(Entries supplied begins)

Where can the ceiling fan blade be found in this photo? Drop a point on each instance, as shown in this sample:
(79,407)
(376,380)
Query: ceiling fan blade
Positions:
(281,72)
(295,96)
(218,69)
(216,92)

(Entries supplied ends)

Output all the lines above, matching them word for word.

» **Answer**
Where can the ceiling fan blade be found in this photo? Drop a point on each instance, as shown in this sample:
(79,407)
(376,380)
Query: ceiling fan blade
Positions:
(281,72)
(295,96)
(218,69)
(216,92)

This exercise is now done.